PROBLEM TO WORK ON
Revise the material below by replacing "spectator" with "onlooker" wherever it occurs, changing nothing else, and reproduce all of the lines with any images left out.

DATA ROWS
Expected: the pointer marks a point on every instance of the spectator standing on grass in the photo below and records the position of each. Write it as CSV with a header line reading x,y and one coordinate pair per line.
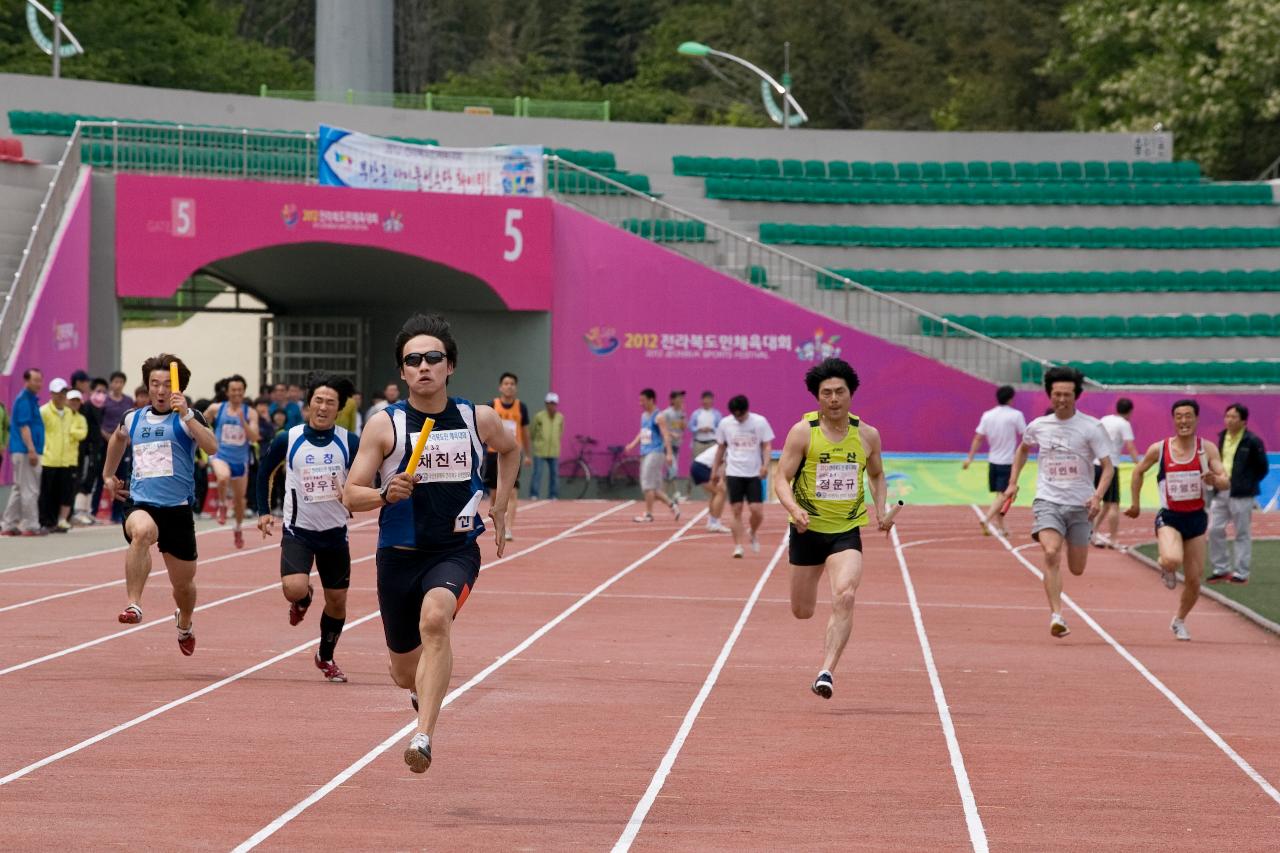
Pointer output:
x,y
26,445
545,437
64,430
1244,459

SOLUTION FOR THIS PROBLEM
Expected: the pointer marks a point on every instance of the onlooker standing on grass in the photo below and records the position of each. Write it as CSV with a header line reading x,y and one coordinate pair per line.
Pointer output:
x,y
26,445
545,437
64,430
1244,459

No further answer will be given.